== RICHIESTA 1 ==
Trascrivi fedelmente il brano del testo sulla disobbedienza civile, cominciando dalle parole "La disobbedienza civile" e fermandoti dopo le parole "cittadini veramente liberi.".
== RICHIESTA 2 ==
Riporta di nuovo, senza alcuna modifica, le righe dei record a partire dalla prima riga e fermandoti dopo la riga che contiene "xmin=147 ymin=0 xmax=581 ymax=51", inclusa anche quest'ultima.

== TESTO ==
╔══
Disobbedire per essere liberi

 

La disobbedienza civile rappresenta da decine di anni l’estrema soluzione per portare all’attenzione pubblica vuoti e contraddizioni nei sistemi legislativi moderni; per costruire uno Stato che sappia rendere i cittadini veramente liberi. 

 

di Beatrice Rebellato

 

 

La forma di lotta politica che prende il nome di disobbedienza civile si afferma grazie alle parole del filosofo e scrittore Henry David Thoreau, che con il suo saggio breve intitolato Disobbedienza civile (1849) mosse una forte critica ad un governo statunitense sempre più schiavista e violento. Il testo diventò uno dei pilastri della filosofia politica americana e pose delle solide basi per questo tipo di attivismo. Egli si mise in prima linea rifiutando di pagare le tasse che avrebbero sovvenzionato la guerra contro il Messico e per questo motivo fu incarcerato per una notte. Questi suoi atti furono inoltre di grande ispirazione per altri personaggi illustri come Martin Luther King e Mahatma Gandhi. Quest’ultimo incitava i suoi seguaci a non pagare le tasse e a praticare l’obiezione di coscienza al servizio militare, uno dei molti diritti fondamentali, che oggi riteniamo scontati, ma che sono frutto di lotte continue e gravose. 

 

In Italia, ormai da molti anni, siamo stati spettatori di vari atti di disobbedienza civile guidati da alcuni esponenti del partito radicale come Emma Bonino, Marco Pannella e Marco Cappato. Le battaglie di Bonino e Pannella hanno permesso alla nostra generazione di godere di moltissimi diritti come quello al divorzio e all’aborto; la loro filosofia si basa sulla riduzione del proibizionismo, una pratica che conduce solamente alla ribellione e non alla comprensione reale degli errori legati ad alcuni atti.
╚══
(Voci di dati raccolti)
╔══
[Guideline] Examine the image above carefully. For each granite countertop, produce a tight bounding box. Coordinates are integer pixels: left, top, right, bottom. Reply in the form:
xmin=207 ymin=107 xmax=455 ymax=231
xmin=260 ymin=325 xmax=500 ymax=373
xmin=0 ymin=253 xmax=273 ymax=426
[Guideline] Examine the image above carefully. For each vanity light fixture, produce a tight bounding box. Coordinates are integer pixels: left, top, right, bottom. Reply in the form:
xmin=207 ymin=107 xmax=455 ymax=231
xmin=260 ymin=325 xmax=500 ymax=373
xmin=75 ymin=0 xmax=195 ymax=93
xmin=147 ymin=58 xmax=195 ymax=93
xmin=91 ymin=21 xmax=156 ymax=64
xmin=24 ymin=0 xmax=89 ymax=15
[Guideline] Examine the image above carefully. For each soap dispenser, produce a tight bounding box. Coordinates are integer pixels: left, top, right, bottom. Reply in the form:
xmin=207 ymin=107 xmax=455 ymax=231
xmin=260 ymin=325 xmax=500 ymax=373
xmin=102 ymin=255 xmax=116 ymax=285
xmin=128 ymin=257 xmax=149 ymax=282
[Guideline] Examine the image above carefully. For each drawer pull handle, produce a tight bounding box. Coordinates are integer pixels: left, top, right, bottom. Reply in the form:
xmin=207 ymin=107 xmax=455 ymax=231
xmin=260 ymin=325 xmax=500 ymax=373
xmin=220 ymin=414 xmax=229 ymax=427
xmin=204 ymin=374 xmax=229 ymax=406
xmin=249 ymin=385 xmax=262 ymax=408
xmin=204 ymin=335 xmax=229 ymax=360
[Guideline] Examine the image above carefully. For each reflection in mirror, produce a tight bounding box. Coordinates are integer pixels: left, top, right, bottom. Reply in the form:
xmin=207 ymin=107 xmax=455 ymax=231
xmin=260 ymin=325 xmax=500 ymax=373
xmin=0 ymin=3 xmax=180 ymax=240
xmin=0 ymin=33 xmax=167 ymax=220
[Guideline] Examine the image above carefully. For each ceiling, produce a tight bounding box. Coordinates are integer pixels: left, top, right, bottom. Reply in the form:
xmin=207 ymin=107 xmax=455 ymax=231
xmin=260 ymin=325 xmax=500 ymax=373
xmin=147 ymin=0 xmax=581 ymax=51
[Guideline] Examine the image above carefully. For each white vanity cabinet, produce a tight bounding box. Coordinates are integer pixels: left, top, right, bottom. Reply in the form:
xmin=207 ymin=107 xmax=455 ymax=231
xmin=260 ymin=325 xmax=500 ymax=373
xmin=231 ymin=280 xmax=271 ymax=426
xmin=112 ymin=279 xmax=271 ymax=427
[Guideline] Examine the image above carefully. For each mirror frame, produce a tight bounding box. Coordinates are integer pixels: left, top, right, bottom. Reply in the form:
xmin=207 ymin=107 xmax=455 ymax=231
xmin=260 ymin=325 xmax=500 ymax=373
╚══
== RISPOSTA 1 ==
La disobbedienza civile rappresenta da decine di anni l’estrema soluzione per portare all’attenzione pubblica vuoti e contraddizioni nei sistemi legislativi moderni; per costruire uno Stato che sappia rendere i cittadini veramente liberi.

== RISPOSTA 2 ==
[Guideline] Examine the image above carefully. For each granite countertop, produce a tight bounding box. Coordinates are integer pixels: left, top, right, bottom. Reply in the form:
xmin=207 ymin=107 xmax=455 ymax=231
xmin=260 ymin=325 xmax=500 ymax=373
xmin=0 ymin=253 xmax=273 ymax=426
[Guideline] Examine the image above carefully. For each vanity light fixture, produce a tight bounding box. Coordinates are integer pixels: left, top, right, bottom. Reply in the form:
xmin=207 ymin=107 xmax=455 ymax=231
xmin=260 ymin=325 xmax=500 ymax=373
xmin=75 ymin=0 xmax=195 ymax=93
xmin=147 ymin=58 xmax=195 ymax=93
xmin=91 ymin=21 xmax=156 ymax=64
xmin=24 ymin=0 xmax=89 ymax=15
[Guideline] Examine the image above carefully. For each soap dispenser, produce a tight bounding box. Coordinates are integer pixels: left, top, right, bottom. Reply in the form:
xmin=207 ymin=107 xmax=455 ymax=231
xmin=260 ymin=325 xmax=500 ymax=373
xmin=102 ymin=255 xmax=116 ymax=285
xmin=128 ymin=257 xmax=149 ymax=282
[Guideline] Examine the image above carefully. For each drawer pull handle, produce a tight bounding box. Coordinates are integer pixels: left, top, right, bottom. Reply in the form:
xmin=207 ymin=107 xmax=455 ymax=231
xmin=260 ymin=325 xmax=500 ymax=373
xmin=220 ymin=414 xmax=229 ymax=427
xmin=204 ymin=374 xmax=229 ymax=406
xmin=249 ymin=385 xmax=262 ymax=408
xmin=204 ymin=335 xmax=229 ymax=360
[Guideline] Examine the image above carefully. For each reflection in mirror, produce a tight bounding box. Coordinates are integer pixels: left, top, right, bottom. Reply in the form:
xmin=207 ymin=107 xmax=455 ymax=231
xmin=260 ymin=325 xmax=500 ymax=373
xmin=0 ymin=3 xmax=180 ymax=240
xmin=0 ymin=33 xmax=167 ymax=220
[Guideline] Examine the image above carefully. For each ceiling, produce a tight bounding box. Coordinates are integer pixels: left, top, right, bottom. Reply in the form:
xmin=207 ymin=107 xmax=455 ymax=231
xmin=260 ymin=325 xmax=500 ymax=373
xmin=147 ymin=0 xmax=581 ymax=51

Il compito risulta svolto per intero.